> Provided records:
★ ★ ★ ★ ★ ★ ★

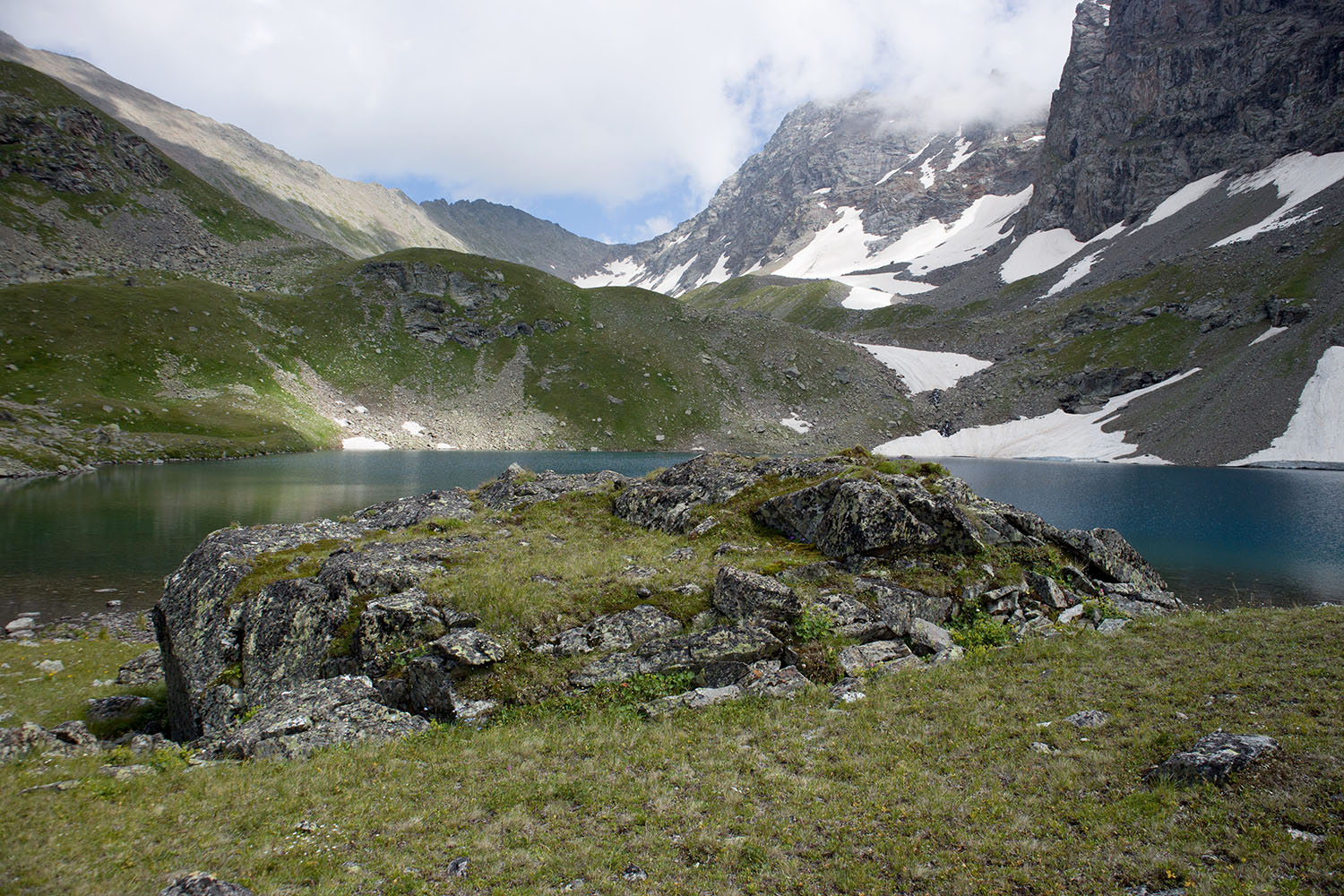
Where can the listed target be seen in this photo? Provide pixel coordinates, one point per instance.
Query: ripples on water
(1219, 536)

★ ★ ★ ★ ★ ★ ★

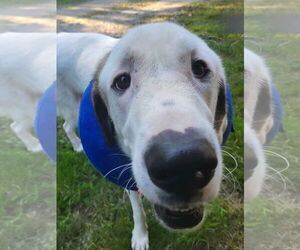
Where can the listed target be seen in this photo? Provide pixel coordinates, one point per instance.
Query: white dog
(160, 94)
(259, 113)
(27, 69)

★ ★ ★ ★ ★ ★ ★

> Stated task:
Copy out every line of the material above that contains the word "Query". Treat uppercase and lowercase as different.

> Solution to the problem:
Query: ripples on water
Query: white dog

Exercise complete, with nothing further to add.